Turn the entries below into a numbered list, skipping any blank lines.

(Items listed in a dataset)
━━━━━━━━━━━━━━━━
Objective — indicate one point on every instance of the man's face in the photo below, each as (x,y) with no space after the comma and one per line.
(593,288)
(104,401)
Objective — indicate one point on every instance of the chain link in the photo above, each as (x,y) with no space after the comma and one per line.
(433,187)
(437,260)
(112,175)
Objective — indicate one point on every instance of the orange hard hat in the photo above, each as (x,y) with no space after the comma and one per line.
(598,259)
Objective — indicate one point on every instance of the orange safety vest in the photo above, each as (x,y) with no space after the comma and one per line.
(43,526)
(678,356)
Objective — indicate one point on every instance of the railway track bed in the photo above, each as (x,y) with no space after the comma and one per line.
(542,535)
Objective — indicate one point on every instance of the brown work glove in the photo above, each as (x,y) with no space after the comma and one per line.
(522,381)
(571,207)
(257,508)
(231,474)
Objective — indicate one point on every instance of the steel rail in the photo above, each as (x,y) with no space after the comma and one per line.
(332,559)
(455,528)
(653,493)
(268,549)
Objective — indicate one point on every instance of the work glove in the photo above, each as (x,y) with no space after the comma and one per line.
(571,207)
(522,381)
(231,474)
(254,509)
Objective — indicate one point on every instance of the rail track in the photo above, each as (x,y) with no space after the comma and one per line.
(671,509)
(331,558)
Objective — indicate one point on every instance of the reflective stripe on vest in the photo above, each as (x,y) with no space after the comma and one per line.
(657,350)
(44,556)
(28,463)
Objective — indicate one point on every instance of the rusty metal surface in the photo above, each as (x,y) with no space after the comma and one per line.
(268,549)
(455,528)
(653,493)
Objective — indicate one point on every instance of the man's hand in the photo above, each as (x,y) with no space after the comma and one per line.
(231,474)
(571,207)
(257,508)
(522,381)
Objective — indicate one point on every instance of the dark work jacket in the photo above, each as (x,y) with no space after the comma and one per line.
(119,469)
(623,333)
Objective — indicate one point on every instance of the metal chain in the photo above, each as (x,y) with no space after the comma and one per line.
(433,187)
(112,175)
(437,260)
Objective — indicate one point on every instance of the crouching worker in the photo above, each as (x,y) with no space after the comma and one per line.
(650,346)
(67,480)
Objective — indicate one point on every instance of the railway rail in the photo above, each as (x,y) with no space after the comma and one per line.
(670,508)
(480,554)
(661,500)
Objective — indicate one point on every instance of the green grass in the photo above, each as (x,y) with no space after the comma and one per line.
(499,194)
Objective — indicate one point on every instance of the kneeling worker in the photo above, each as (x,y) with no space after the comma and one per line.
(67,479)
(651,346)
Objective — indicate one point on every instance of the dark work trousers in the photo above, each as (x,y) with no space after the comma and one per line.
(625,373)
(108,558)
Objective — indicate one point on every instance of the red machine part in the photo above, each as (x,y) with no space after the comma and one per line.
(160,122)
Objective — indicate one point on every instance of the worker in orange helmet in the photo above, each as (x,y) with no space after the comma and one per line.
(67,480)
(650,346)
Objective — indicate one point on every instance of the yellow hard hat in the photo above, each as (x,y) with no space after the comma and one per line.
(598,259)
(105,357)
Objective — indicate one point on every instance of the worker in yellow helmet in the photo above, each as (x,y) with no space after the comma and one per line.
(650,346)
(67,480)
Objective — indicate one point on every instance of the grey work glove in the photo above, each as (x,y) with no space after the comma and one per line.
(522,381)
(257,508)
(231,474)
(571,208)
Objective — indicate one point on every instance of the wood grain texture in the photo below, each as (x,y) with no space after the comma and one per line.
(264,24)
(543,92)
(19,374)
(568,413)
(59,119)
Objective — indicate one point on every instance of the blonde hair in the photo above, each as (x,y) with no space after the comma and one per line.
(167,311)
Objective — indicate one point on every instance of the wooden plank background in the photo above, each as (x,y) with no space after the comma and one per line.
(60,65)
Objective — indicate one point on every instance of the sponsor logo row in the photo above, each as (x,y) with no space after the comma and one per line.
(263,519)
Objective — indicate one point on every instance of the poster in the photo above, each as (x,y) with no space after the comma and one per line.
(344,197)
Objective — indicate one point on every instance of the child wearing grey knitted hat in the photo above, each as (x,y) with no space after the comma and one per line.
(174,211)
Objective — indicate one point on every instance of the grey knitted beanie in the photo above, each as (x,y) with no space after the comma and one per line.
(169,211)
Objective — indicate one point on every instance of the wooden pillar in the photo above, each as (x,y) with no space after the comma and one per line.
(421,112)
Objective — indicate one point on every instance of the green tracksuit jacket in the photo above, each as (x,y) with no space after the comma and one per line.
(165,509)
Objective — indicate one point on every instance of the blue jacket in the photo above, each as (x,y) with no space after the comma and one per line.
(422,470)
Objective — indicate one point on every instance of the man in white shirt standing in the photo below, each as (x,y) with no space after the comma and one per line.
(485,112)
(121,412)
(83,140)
━━━━━━━━━━━━━━━━
TASK OUTPUT:
1. Objective — indicate one point on every instance of the man's face in the photo below, each as (x,y) with no space after the comma and one per line.
2. (593,288)
3. (104,401)
4. Objective — indicate one point on every instance of the chain link in the photo above, each as (x,y) with no space after the comma and one per line.
5. (433,187)
6. (437,260)
7. (112,175)
8. Objective — indicate one point on every instance of the orange hard hat in the photo above, each as (x,y) with no space after the comma and one per line.
9. (598,259)
10. Objective — indicate one point on every instance of the orange safety vest in the photo above, each as (x,y) with no space after the comma and one per line.
11. (43,526)
12. (678,356)
13. Objective — indicate one point on every instance of the railway track bed in the photo above, each as (x,y) with no space after the comma and one per line.
14. (542,535)
15. Objective — indicate one point on every instance of the brown work glove in the photo above, each as (x,y) with no space after the comma and one per line.
16. (522,381)
17. (571,207)
18. (257,508)
19. (231,474)
20. Objective — indicate one point on every instance of the steel rail in the photo above, each as (x,y) with no space after the comma and one per line.
21. (332,559)
22. (455,528)
23. (653,493)
24. (268,549)
25. Objective — indicate one point on every instance of the work glove in the photo above, each as (x,y) with no space after the comma and one per line.
26. (571,207)
27. (522,381)
28. (231,474)
29. (254,509)
30. Objective — indicate one point on every instance of the rail track in the photo above, each as (x,y) with no space after the comma and one per line.
31. (671,509)
32. (331,558)
33. Objective — indicate one point on every instance of the reflective stripe on vest in the photo above, each as (x,y) with no space after the comma and one per line.
34. (657,350)
35. (44,556)
36. (28,463)
37. Objective — indicate one point on every instance of the rusty metal surface in the photo above, each as (x,y) with no space after the comma and one per line.
38. (268,549)
39. (455,528)
40. (653,493)
41. Objective — indicate one point on every instance of the man's hand in the photo above, each as (x,y) with no space after the comma and one per line.
42. (231,474)
43. (571,207)
44. (257,508)
45. (522,381)
46. Objective — indicate one point on every instance of the dark work jacket in the photo above, each as (x,y) with no space after the comma and one per line.
47. (119,469)
48. (623,333)
49. Objective — indicate one point on every instance of the metal chain in the photo above, each as (x,y) with no space after the comma and one per line.
50. (433,187)
51. (112,175)
52. (437,260)
53. Objective — indicate one point on every instance of the crouching worker in the photo above, each as (x,y) with no space after the comma and one per line.
54. (650,346)
55. (67,480)
56. Objective — indicate one point on every instance of the railway rail in the photo above, each as (x,y) with no space after the comma and one per line.
57. (670,508)
58. (480,554)
59. (661,500)
60. Objective — indicate one point on every instance of the green grass in the photo above, each as (x,y) with no space after the comma and one per line.
61. (499,194)
62. Objective — indicate one point on every instance of the kneeling worker in the photo above, each as (x,y) with no space after the comma and one per line.
63. (67,479)
64. (651,346)
65. Objective — indicate one point on every instance of the dark work trousers in the photo above, each as (x,y) with no space after the comma and one per line.
66. (625,373)
67. (108,558)
68. Objective — indicate one point on every instance of the red machine part in the photo above, each as (x,y) with no space after the comma and one per line.
69. (160,122)
70. Objective — indicate one point on every instance of the worker in orange helmet in the photo above, each as (x,y) with no space after the comma and one per line.
71. (67,480)
72. (650,346)
73. Objective — indicate one point on every instance of the yellow hard hat in the photo above, each as (x,y) with no space after the comma and one per line.
74. (598,259)
75. (105,357)
76. Objective — indicate one point on every instance of the worker in yellow helmet in the photo above, each as (x,y) with no space after the comma and one per line.
77. (650,346)
78. (67,480)
79. Objective — indicate one point on every instance of the grey work glove in the photo above, each as (x,y) with no space after the comma and one per line.
80. (522,381)
81. (257,508)
82. (231,474)
83. (571,208)
84. Objective — indicate one point on every instance of the wood grain texture in the photo below, each as (x,y) with no space after the comma and one per line.
85. (264,24)
86. (543,92)
87. (19,374)
88. (568,413)
89. (59,119)
90. Objective — indicate one point on every instance of the blonde hair in the photo above, each as (x,y) with no space after the comma and one per line.
91. (167,311)
92. Objective — indicate one point on every instance of the wooden plank background in the photo above, each as (x,y) with no space after the comma and one per line.
93. (60,65)
94. Objective — indicate one point on every instance of the sponsor logo row in the photo above, each as (x,y) with no space after the comma and one per line.
95. (263,519)
96. Objective — indicate one point on every instance of the poster in the photo above, each as (x,y) with no space after the comma and one per line.
97. (344,197)
98. Objective — indicate one point on every instance of the child wearing grey knitted hat in the photo above, each as (x,y) with no space after the comma and one per line.
99. (174,211)
100. Objective — indicate one point on every instance of the grey knitted beanie in the photo above, each as (x,y) with no space after the comma and one per line.
101. (169,211)
102. Objective — indicate one point on every instance of the wooden pillar in the photo above, each as (x,y) with no space after the comma and one per line.
103. (421,112)
104. Objective — indicate one point on every instance of the green tracksuit jacket in the photo above, each as (x,y) with no space after the comma and one per line.
105. (165,509)
106. Objective — indicate one point on every instance of the blue jacket in the photo above, each as (x,y) with no space after the comma and one per line.
107. (422,470)
108. Objective — indicate one point on every instance of the man in white shirt standing in the photo below, each as (x,y) with no space after the comma and one per line.
109. (485,112)
110. (121,412)
111. (83,140)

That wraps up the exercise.